BRIEF: Lay out every line of the material as a JSON list of strings, with one string for each line and blank lines omitted.

Recorded data:
·····
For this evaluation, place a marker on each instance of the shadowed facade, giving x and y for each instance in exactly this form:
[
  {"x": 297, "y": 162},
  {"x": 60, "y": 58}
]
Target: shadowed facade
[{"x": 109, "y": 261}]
·····
EXERCISE SOLUTION:
[
  "For this evaluation, place a marker on each instance of the shadowed facade, giving x and y for each instance in exactly this form:",
  "[",
  "  {\"x\": 297, \"y\": 162},",
  "  {\"x\": 60, \"y\": 58}",
  "]",
  "Target: shadowed facade",
  "[{\"x\": 109, \"y\": 261}]"
]